BEGIN Record extracts

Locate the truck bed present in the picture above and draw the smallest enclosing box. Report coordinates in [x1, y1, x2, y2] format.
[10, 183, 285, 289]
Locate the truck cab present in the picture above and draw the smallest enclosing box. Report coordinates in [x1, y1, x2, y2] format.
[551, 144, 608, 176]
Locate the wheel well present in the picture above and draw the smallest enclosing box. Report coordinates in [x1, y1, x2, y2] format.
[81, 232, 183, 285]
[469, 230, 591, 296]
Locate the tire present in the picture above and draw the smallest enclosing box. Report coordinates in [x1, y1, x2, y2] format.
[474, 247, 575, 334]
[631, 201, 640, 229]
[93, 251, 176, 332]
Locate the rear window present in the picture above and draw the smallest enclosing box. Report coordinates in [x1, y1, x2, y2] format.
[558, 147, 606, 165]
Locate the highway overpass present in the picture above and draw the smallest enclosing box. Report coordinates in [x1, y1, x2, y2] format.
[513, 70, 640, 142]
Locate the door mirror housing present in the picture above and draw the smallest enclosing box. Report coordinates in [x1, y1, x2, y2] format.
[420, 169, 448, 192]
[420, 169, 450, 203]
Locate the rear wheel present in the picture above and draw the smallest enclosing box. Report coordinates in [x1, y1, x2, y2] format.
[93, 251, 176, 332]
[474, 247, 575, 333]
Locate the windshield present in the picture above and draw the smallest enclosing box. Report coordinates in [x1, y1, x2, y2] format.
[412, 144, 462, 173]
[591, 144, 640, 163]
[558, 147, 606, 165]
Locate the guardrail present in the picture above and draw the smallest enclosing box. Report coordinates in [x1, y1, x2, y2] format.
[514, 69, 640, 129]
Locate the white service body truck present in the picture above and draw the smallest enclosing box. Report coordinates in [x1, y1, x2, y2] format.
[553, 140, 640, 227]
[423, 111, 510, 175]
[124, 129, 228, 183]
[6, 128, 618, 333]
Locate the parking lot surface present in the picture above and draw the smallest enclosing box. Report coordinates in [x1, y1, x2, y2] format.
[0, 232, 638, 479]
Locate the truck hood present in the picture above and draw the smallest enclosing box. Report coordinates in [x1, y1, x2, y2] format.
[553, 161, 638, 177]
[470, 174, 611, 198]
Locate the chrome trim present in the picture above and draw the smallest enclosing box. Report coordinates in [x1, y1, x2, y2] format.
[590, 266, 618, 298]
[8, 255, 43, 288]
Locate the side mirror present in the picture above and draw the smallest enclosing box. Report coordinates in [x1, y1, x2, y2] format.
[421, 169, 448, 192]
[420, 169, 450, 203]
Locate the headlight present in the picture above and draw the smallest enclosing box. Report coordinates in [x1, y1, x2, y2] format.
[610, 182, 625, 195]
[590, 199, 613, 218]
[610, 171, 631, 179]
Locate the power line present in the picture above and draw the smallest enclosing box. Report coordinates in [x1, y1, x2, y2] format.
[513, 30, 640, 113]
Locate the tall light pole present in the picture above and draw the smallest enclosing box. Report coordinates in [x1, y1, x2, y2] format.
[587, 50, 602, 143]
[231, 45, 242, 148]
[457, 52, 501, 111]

END Record extracts

### Work to complete
This task calls for every entry above to be transcribed exactly.

### Answer space
Locate the truck bed present in the picture above and draw the smallest enclosing box. Report coordinates in [x1, y1, x2, y2] format.
[10, 183, 285, 289]
Locate the truck cab present in the picture above and draw the smallest enclosing box. Report coordinates in [x1, y1, x2, y2] format.
[551, 144, 608, 176]
Locate the wheel well present in the picture above and draw the smallest enclosing box. Report coordinates in [x1, y1, x2, y2] format.
[81, 232, 183, 285]
[469, 230, 591, 296]
Locate the tire present in the picture above and draw the smallest enclosing box. Report coordinates in [x1, y1, x2, y2] format.
[474, 247, 575, 334]
[631, 201, 640, 229]
[93, 251, 176, 332]
Locate the rear window present in the picture above and draw the smallest enclosing box. Report coordinates in [x1, y1, x2, y2] format.
[558, 147, 606, 165]
Locate the highway overpass present in the picture above and draw the smallest enclosing box. Report coordinates in [x1, y1, x2, y2] format.
[513, 70, 640, 142]
Locate the door mirror housing present in the picture above and draw the smallest enclosing box. Report coordinates in [x1, y1, x2, y2] format.
[420, 169, 448, 192]
[420, 169, 450, 203]
Locate the rear wheel present in the picture above and draw the smallest enclosing box. Report coordinates in [x1, y1, x2, y2] format.
[93, 251, 176, 332]
[474, 247, 575, 333]
Locate the windshield present in the picture above and draw the smallest enclosing box. Report coordinates in [x1, y1, x2, y2] format.
[412, 144, 462, 173]
[591, 144, 640, 163]
[558, 147, 606, 165]
Locate the guardrail present in the picture above and draw the smallest enclosing box. Report coordinates in [x1, y1, x2, y2] format.
[514, 69, 640, 129]
Locate the white service body truck present in the picture above and draw the smallest enclosing box. Report coordinates in [x1, y1, x2, y2] format.
[553, 140, 640, 227]
[423, 111, 510, 175]
[124, 129, 228, 183]
[6, 128, 618, 333]
Locate the parking lot surface present in the picture above and draw the smallest enclosing box. Report coordinates in [x1, y1, x2, y2] format.
[0, 232, 638, 479]
Locate the truck hood present in the picture above and draw the smallest enclosing box. Report coordinates in [x1, y1, x2, y2] format.
[553, 161, 638, 177]
[470, 174, 611, 198]
Locate the chrome trim present in the picture above and draw the smallest enclosing box. Report coordinates in [x1, y1, x2, y2] format.
[590, 266, 618, 298]
[8, 255, 43, 288]
Locate the side mirror present in the picture above and draw the smallest enclosing box. Report coordinates in [x1, y1, x2, y2] format.
[421, 169, 448, 192]
[420, 169, 450, 203]
Locate the headlight present in the picture above and draw the smallest enclosing box. Report coordinates in [x1, y1, x2, y2] format.
[610, 182, 625, 195]
[590, 199, 613, 218]
[610, 171, 631, 179]
Locate the power line present in the picture above and draw the smallest enclosing box. Report coordinates in [x1, y1, x2, y2] format.
[513, 30, 640, 113]
Locate the tall light pole present in the picture above and draw the smallest enclosing box. Report coordinates in [x1, y1, x2, y2] format.
[587, 50, 602, 143]
[231, 45, 242, 148]
[457, 52, 501, 111]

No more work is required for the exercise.